• Tasks to complete
1. In the forum post about the tree query problem, what does a Type 2 query do?
2. Please write what comes next in the forum post about the tree query problem, picking up after its final line.

• Provided passage
= = = =

Hello everyone, I have been stuck on this problem for a while, can anyone please give me an idea to solve this problem?

The statement: Given a tree of $$$n$$$ nodes and weighted edges (numbered from $$$1$$$ to $$$n-1$$$) and $$$q$$$ queries of 2 types:

Type 1: gives $$$k$$$ distinct nodes $$$u_1,u_2,...,u_k$$$ and a node $$$v$$$ different from the given nodes and asks for the maximum sum of edge weights of a path coming from node $$$v$$$ to another node that doesn't go through any of the node $$$u_1,u_2,...u_k$$$.

Type 2: updates the weight of the $$$i^{th}$$$ edge to $$$w$$$.

$$$n,q\leq 2\cdot 10^5,w\leq 10^9$$$, the sum of $$$k$$$ of all queries doesnt exceed $$$2\cdot 10^5$$$.

= = = =

• Collected material
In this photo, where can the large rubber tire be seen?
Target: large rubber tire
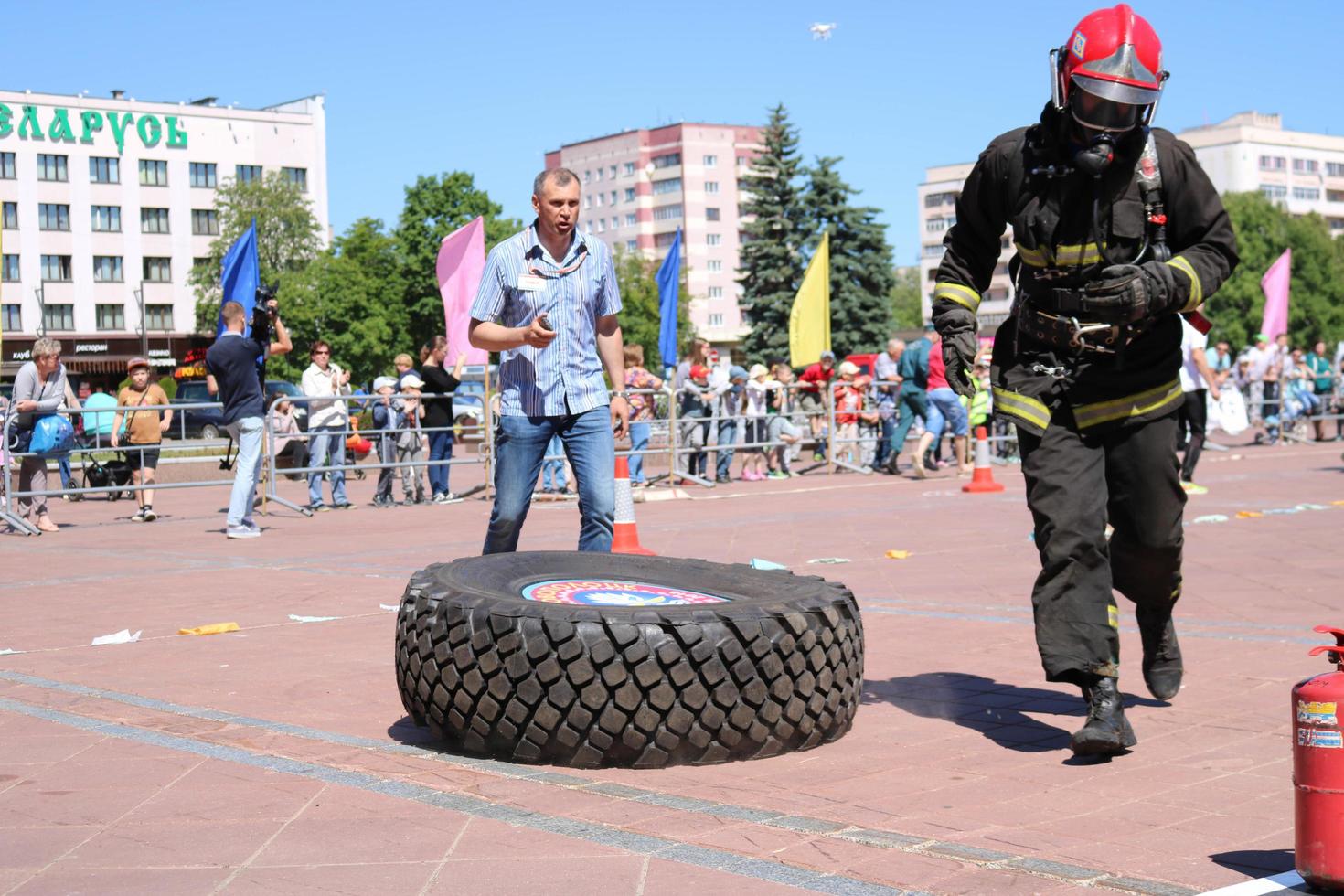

= = = =

• Exercise results
1. It updates the weight of the i-th edge to w.

2.
original statement (in Vietnamese): https://lqdoj.edu.vn/problem/lqdojcontest15bai5

I've tried constructing virtual trees for each type 1 query but couldn't handle the nodes not included in the query, also tried using centroid decomposition, each node on the centroid tree storing a segment tree for Euler tour but couldn't do the edge updates efficiently.

Thank you for your attention.